Extract:
────────────────────────────────────────

Fooling the fools by advertisements
This syrup will protect your liver from the ill- effects of alcohol (many have died of liver cirrhosis while continuing with the same medication). This car is as fast as the wind (speed of wind not mentioned). The only pure cow ghee in the country (where cow milk is hardly available). The cream which will make you white in three months (nobody complains because of the stigma attached to the user). The herbal drink which will protract aging (not proven). Tea that will certainly slim you down; the same tea is prescribed to gain weight. The only toothpaste which will guard your teeth (no guarantee for shrinking gum). The capsule which will make you behave like a man ( meaning you normally behave like a female). Have this drink and you will live as long as you can (that means you will have a natural death).
There are hundreds of misleading advertisements keep on flashing in the print as well as electronic media including the web-net. People buy all the products available in the market. They are crazier about the new products and new names.
General public is often misled by the advertisements of the products. If a particular product is advertised by a renowned actor or famous actress the product is sold like anything. If a particular soap is promoted by a beautiful lady, all the girls start buying and using the same soap even if their skin develops cracks. If a super-star says, use this oil for cooling your head we feel like using the same. But nobody bothers about the content of excessive camphor in that product. The karak chai ( strong tea) launched by a tabla player may convince you to buy the product ignoring the extra-ordinary caffeine content (carcinogenic too).
The concerned authorities receive complaints about misleading advertisements of various products. Many of the products are found violating of advertisement code. But the actions are hardly taken. The department of Consumer Affairs must be receiving hundreds of complaints particularly the products relating to food, drinks, beauty- care, health- care, body- care, organ- care etc. If we strictly go by the Advertising Standards Council of India (ASCI) code most the product advertisements shall flunk the test. There is also a norm for self regulation, but no one adheres to.
A portal called GAMA (grievance against misleading advertisements) is set up by the Department of Consumer Affairs.

────────────────────────────────────────

Records in a dataset:
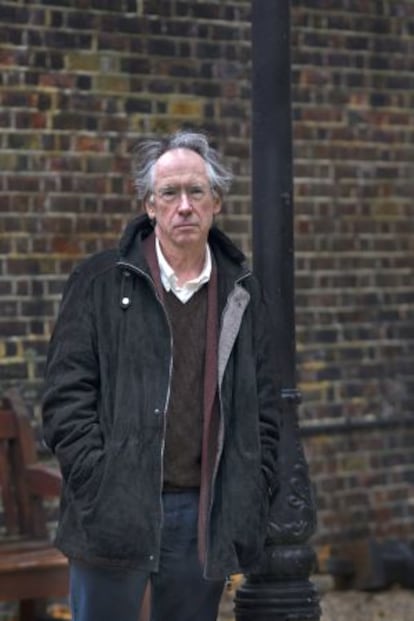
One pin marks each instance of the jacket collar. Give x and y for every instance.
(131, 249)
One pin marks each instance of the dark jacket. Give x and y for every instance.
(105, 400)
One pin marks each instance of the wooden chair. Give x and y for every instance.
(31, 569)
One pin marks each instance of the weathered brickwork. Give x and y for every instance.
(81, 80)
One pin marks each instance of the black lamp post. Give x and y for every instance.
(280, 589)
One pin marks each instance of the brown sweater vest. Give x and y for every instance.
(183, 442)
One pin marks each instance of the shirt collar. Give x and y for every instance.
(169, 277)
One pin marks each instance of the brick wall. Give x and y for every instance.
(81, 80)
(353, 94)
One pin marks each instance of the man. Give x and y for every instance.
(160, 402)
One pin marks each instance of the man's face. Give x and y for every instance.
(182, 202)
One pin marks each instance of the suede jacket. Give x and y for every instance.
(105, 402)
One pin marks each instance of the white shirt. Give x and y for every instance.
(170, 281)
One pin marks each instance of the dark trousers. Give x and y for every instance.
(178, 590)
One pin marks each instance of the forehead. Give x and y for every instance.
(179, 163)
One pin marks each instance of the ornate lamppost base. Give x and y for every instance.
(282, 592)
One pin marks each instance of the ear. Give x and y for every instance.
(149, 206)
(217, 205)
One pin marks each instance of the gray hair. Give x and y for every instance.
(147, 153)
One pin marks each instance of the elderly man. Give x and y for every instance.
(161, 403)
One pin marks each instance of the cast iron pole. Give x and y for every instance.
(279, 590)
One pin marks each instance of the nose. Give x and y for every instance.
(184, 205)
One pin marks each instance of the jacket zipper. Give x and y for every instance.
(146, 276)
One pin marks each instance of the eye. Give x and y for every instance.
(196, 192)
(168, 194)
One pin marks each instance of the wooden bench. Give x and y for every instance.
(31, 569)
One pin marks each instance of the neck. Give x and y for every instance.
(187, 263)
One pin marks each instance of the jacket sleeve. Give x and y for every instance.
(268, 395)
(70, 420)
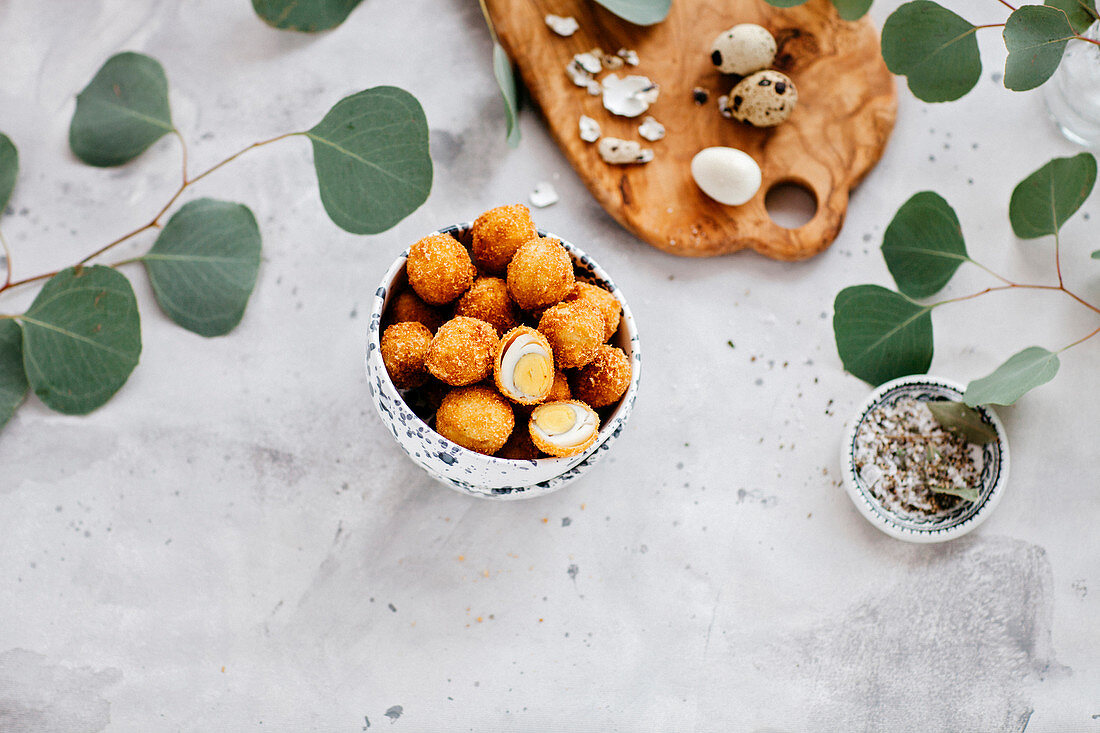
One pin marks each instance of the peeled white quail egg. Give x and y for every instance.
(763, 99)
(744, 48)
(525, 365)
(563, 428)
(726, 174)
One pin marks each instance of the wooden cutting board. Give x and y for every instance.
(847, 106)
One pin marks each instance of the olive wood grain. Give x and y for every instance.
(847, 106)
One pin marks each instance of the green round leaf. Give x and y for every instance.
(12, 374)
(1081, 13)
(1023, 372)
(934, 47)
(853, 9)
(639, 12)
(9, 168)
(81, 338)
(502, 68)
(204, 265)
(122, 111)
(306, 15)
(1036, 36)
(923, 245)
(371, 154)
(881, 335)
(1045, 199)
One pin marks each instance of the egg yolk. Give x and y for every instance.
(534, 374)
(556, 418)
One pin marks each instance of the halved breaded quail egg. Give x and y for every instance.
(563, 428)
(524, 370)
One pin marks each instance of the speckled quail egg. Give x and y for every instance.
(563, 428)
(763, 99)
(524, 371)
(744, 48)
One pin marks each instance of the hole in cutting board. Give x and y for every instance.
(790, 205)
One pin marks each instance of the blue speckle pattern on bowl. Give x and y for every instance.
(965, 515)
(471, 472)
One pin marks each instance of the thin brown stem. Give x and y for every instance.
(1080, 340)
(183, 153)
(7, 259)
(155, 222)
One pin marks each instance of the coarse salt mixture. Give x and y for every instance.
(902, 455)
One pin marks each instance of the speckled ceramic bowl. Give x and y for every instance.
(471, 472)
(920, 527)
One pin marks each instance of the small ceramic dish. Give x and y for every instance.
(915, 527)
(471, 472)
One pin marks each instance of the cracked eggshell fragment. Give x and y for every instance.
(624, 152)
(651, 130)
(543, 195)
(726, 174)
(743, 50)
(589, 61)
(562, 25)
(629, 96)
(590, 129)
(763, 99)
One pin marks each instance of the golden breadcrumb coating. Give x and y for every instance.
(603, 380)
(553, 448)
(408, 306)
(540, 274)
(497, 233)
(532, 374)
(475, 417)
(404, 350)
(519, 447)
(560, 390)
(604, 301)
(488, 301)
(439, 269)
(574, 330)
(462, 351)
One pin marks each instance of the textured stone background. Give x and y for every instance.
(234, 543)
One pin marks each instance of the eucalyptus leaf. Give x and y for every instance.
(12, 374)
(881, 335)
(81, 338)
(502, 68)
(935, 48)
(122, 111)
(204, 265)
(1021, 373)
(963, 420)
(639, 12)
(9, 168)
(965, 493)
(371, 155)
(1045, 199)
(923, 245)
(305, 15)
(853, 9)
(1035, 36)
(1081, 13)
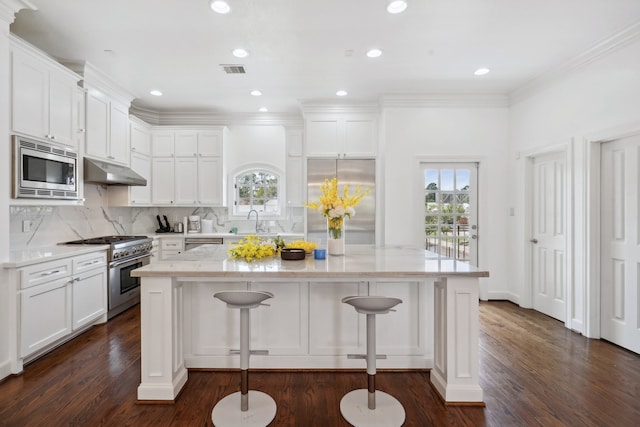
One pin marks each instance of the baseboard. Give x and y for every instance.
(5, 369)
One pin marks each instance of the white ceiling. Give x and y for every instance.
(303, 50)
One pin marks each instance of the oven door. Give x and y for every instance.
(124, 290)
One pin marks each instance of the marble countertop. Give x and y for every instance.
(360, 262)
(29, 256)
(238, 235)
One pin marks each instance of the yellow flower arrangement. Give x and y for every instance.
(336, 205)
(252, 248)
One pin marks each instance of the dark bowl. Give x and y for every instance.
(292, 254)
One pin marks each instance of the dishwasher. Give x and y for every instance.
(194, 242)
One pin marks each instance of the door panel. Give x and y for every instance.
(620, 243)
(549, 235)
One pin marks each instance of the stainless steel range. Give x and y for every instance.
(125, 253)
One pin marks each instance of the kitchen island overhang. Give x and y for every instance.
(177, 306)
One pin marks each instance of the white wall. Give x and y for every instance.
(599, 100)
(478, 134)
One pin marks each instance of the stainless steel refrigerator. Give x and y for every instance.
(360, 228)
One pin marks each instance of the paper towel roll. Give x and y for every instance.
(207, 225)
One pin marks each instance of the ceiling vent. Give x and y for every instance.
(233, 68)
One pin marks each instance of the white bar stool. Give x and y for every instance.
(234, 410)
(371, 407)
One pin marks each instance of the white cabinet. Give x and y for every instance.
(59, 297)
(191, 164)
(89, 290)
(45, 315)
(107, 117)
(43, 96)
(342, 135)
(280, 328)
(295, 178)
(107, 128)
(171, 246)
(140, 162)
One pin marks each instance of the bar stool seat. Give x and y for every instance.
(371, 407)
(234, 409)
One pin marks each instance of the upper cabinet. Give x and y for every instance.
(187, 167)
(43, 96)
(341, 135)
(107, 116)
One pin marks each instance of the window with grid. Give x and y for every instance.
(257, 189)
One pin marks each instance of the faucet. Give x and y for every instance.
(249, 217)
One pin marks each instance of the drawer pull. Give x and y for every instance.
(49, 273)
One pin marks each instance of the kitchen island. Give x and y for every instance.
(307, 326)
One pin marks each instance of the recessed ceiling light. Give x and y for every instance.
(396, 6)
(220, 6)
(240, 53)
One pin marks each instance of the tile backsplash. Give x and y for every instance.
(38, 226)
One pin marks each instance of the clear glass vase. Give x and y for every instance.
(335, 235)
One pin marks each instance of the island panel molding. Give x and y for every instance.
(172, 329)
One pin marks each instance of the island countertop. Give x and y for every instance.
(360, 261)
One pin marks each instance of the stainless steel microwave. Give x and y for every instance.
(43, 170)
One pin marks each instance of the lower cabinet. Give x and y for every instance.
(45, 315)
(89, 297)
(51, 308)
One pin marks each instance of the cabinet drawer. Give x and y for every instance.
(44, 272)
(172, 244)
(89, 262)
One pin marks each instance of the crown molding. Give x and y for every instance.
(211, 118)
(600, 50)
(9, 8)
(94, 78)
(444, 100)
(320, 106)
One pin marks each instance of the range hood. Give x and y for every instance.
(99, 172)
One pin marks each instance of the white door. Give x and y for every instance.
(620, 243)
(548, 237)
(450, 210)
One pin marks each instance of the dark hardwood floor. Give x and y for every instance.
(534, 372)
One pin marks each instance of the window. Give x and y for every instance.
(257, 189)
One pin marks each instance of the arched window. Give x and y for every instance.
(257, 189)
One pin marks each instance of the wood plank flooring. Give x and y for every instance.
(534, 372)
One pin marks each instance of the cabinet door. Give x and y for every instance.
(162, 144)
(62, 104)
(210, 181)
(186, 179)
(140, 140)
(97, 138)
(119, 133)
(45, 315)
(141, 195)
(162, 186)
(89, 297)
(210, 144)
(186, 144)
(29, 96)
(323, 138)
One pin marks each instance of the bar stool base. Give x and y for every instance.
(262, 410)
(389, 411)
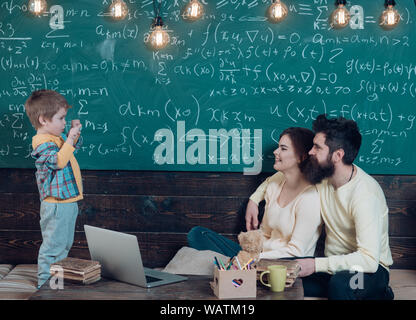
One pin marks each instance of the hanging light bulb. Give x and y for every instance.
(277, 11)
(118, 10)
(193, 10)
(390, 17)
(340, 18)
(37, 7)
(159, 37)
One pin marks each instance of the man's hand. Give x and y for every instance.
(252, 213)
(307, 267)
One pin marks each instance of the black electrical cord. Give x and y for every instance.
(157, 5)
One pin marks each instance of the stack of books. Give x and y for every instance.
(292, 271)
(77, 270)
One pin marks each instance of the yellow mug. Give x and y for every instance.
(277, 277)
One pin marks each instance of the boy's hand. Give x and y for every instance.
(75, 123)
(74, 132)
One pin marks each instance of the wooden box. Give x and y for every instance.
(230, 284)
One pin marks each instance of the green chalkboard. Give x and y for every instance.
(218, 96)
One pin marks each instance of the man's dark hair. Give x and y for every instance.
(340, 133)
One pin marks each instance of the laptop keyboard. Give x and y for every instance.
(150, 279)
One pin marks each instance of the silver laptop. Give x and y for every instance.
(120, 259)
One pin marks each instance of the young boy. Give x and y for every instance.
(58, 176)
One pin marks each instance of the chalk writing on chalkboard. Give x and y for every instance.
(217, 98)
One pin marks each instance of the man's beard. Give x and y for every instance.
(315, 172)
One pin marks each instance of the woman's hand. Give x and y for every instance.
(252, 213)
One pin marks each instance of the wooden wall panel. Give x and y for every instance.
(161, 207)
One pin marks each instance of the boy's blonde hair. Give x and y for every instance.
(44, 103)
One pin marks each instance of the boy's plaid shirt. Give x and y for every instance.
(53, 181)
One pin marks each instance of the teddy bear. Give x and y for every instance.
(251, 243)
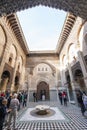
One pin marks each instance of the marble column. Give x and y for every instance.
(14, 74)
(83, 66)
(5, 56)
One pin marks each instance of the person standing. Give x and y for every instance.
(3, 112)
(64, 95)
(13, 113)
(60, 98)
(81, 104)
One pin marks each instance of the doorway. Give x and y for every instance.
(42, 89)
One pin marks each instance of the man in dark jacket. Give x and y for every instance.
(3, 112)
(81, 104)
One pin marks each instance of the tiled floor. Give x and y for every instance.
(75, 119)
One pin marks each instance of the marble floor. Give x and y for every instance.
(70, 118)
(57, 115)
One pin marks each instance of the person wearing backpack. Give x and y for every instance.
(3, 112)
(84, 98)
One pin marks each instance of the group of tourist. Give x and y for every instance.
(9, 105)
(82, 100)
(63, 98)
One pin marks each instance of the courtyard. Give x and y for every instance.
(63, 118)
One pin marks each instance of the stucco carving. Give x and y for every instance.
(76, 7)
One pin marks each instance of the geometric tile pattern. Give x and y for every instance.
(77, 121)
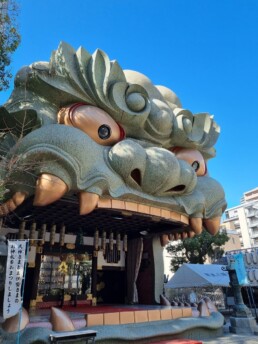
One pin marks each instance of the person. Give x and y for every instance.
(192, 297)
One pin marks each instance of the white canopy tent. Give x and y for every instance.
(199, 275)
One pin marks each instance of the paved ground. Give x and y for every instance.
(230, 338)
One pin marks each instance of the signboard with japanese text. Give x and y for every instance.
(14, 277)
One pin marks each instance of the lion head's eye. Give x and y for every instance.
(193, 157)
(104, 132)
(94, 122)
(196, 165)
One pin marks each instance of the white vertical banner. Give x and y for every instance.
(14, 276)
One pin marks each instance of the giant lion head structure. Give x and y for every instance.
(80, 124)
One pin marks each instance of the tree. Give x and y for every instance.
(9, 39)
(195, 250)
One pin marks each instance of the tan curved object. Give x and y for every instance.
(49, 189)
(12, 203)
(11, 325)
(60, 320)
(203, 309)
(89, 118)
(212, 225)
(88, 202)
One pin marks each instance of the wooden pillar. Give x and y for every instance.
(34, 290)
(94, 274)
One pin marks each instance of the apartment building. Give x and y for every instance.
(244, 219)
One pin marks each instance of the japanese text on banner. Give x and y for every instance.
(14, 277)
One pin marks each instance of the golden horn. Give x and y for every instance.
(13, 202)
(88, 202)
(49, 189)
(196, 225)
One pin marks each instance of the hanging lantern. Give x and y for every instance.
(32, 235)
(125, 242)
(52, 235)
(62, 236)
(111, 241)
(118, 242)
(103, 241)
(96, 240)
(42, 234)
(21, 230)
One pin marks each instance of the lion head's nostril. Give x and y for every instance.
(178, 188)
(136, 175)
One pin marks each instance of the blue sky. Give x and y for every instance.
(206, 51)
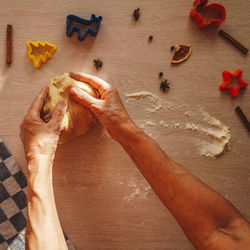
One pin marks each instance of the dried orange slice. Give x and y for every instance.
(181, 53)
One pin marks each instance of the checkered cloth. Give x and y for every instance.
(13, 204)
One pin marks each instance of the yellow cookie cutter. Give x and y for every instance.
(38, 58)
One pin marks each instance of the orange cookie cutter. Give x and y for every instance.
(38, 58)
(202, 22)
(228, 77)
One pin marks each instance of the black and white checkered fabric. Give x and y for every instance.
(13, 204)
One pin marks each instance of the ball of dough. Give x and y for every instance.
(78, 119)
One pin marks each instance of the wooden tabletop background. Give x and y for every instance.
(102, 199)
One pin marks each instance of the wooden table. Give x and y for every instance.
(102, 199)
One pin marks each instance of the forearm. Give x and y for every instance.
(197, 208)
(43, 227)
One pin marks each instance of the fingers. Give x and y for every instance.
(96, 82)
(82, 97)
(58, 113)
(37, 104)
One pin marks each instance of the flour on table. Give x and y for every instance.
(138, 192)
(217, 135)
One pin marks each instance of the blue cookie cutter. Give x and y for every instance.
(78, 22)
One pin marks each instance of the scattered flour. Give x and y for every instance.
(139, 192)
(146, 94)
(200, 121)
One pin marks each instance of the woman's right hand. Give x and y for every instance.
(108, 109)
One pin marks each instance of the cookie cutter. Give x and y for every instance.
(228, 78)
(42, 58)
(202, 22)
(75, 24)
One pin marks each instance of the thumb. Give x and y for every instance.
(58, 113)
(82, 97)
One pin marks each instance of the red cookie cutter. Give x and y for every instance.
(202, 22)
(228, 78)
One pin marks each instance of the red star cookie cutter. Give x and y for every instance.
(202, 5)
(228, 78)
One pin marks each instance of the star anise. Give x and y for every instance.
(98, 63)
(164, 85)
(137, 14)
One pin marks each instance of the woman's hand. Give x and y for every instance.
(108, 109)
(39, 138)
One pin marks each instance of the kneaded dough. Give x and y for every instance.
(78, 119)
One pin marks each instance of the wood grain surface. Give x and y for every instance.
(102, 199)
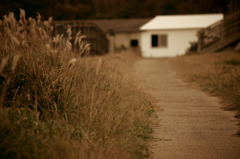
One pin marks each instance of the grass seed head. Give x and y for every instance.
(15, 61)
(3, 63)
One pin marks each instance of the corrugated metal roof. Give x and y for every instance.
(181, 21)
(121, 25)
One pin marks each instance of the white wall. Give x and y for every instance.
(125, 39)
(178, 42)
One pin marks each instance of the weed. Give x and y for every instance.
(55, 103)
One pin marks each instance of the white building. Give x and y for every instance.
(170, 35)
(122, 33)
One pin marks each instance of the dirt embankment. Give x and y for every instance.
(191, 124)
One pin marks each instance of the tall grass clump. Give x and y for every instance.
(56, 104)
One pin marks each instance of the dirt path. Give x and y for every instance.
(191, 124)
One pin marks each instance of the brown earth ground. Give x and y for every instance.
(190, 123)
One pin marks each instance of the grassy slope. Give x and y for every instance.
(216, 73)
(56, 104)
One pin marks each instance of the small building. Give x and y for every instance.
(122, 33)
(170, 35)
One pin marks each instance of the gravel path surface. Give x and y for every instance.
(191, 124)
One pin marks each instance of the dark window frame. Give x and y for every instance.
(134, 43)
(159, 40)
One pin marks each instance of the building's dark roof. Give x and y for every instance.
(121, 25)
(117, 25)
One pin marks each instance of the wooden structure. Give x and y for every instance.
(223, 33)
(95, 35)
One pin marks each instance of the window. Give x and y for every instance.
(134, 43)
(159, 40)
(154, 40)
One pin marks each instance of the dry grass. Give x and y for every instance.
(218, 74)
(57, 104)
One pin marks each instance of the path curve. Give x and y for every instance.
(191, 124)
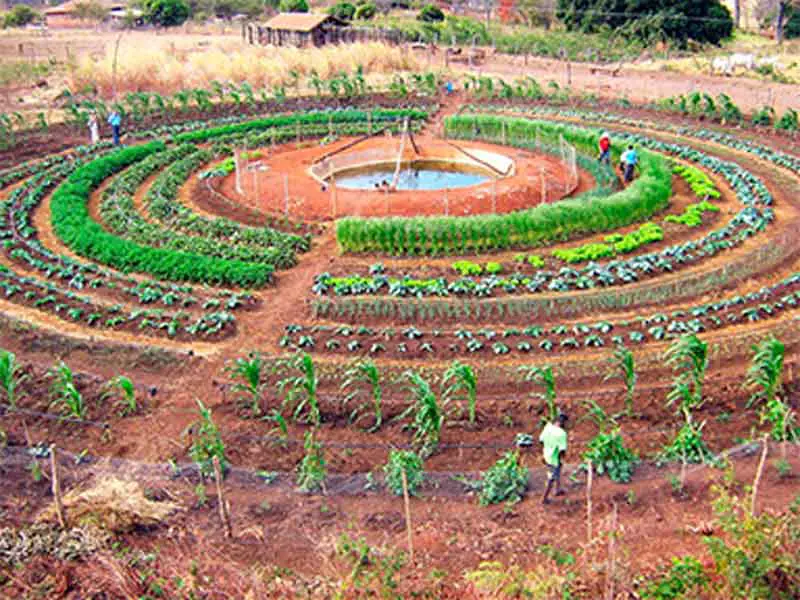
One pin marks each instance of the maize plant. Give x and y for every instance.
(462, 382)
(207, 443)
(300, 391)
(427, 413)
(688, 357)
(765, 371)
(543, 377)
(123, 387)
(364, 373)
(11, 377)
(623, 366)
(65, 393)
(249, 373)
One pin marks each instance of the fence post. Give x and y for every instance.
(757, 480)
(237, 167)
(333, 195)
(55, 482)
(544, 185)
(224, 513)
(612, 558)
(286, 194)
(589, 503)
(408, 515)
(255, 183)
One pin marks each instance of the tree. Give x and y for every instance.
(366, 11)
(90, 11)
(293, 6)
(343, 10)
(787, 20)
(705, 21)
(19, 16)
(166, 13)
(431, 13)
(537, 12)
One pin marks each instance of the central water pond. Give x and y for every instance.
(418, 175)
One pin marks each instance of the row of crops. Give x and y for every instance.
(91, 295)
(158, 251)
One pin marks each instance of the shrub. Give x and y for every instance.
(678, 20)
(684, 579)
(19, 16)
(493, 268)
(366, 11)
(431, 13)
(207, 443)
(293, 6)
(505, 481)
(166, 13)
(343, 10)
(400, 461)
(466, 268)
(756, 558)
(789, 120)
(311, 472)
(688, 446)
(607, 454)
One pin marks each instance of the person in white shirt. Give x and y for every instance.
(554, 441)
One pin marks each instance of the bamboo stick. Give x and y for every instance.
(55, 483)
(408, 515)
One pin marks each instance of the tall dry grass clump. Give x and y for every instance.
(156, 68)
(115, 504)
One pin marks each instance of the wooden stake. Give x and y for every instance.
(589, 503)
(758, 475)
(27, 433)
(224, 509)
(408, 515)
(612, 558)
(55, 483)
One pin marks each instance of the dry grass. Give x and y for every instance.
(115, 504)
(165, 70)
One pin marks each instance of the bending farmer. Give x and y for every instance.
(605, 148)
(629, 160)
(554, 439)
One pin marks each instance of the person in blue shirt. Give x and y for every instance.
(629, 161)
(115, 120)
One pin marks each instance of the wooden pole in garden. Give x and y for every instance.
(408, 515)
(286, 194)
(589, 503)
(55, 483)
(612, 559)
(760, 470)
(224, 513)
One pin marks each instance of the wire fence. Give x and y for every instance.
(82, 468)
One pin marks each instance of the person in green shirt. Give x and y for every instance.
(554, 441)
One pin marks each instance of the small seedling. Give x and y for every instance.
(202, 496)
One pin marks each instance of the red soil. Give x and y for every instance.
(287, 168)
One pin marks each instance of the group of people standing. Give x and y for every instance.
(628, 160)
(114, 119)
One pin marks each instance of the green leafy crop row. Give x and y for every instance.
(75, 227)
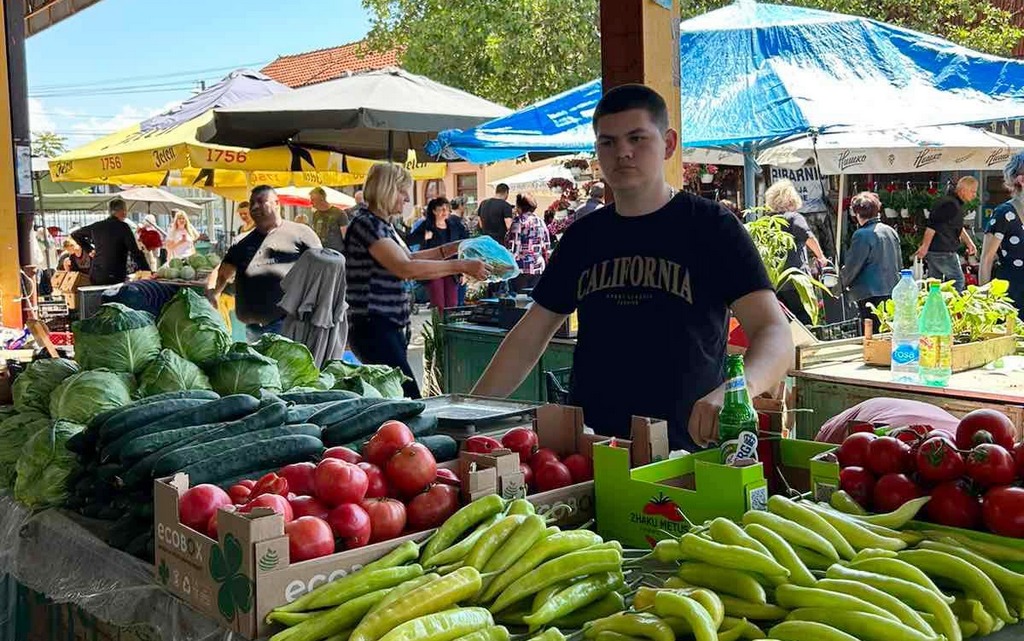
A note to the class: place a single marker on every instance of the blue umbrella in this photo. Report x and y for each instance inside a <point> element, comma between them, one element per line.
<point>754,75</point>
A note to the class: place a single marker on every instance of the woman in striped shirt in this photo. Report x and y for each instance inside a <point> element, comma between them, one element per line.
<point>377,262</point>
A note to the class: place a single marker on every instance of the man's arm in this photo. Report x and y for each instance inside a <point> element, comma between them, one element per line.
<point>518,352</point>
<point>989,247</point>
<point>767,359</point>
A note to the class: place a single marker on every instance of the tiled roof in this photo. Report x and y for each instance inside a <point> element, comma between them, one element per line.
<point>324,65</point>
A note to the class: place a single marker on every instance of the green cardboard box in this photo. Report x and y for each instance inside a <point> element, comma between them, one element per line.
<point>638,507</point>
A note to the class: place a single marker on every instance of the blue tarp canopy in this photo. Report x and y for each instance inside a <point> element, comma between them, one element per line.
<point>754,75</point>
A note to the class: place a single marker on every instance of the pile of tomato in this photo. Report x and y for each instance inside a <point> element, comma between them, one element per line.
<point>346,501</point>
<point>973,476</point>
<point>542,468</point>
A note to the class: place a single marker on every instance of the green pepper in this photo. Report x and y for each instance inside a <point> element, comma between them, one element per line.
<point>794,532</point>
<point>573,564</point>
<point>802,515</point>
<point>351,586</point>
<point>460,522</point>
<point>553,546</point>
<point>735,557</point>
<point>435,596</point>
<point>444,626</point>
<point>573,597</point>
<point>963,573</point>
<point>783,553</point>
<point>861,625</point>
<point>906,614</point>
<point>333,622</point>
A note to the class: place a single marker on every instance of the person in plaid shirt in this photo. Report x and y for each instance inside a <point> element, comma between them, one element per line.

────────────────────────────────────────

What this exercise asks:
1. Translate this sentence from the article on misleading advertisements into Spanish: "General public is often misled by the advertisements of the products."
2. Return the part of the article on misleading advertisements from "The concerned authorities" to "of Consumer Affairs.", word for word.
3. Resume the article on misleading advertisements, starting right after its last sentence.
The data above is separate material from the article on misleading advertisements.

Written responses:
1. El público en general suele ser engañado por los anuncios de los productos.

2.
The concerned authorities receive complaints about misleading advertisements of various products. Many of the products are found violating of advertisement code. But the actions are hardly taken. The department of Consumer Affairs must be receiving hundreds of complaints particularly the products relating to food, drinks, beauty- care, health- care, body- care, organ- care etc. If we strictly go by the Advertising Standards Council of India (ASCI) code most the product advertisements shall flunk the test. There is also a norm for self regulation, but no one adheres to.
A portal called GAMA (grievance against misleading advertisements) is set up by the Department of Consumer Affairs.

3.
The complaints received through this portal will be handled by the Advertising Standards Council of India (ASCI). Action must be taken up against those advertisers who do not follow the guidelines and regulations .The Food Safety and Standards Authority of India (FSSAI) can punish the rule /law violators.
One of my close friends (consumers lawyer) suggested to start a business for organic foods. He told me that there is hardly any lab or institute to check the purity and genuineness of your products; and he further added that there are many rich people who are ready to spend unlimited money on organic foods. In fact now-a-days organic foods are sold like hot cakes. These organic vegetables, grains and cereals sold in the market are not pre-tested or verified. They are pretty costly but rich customers happily purchase them. I was seriously thinking of selling organic vegetables (fake), finally I decided not to do so, because I really don’t want to bluff the common men.
Again we have the issue of surrogate advertisements. I do believe that these ads are for regular customers; they simply remind their regular users or drinkers or smokers. For a novice it is difficult to comprehend. For instance the ad is on soda with a same name of a liquor brand; the ad shows two gentlemen sipping soda and enjoying (surrogate of the liquor). In such a situation it is difficult to catch the violator. They often take the refuge of the general rules/laws.
When we were in college one of our colleagues used to take a tablet every day for gaining height. Instead of becoming taller his organs became longer including his fingers toes etc. I told him to go to consumer court and claim compensation. He replied, ‘I am happy with the results’. On the contrary he suggested me to start taking the medicine. I flatly rejected his advice.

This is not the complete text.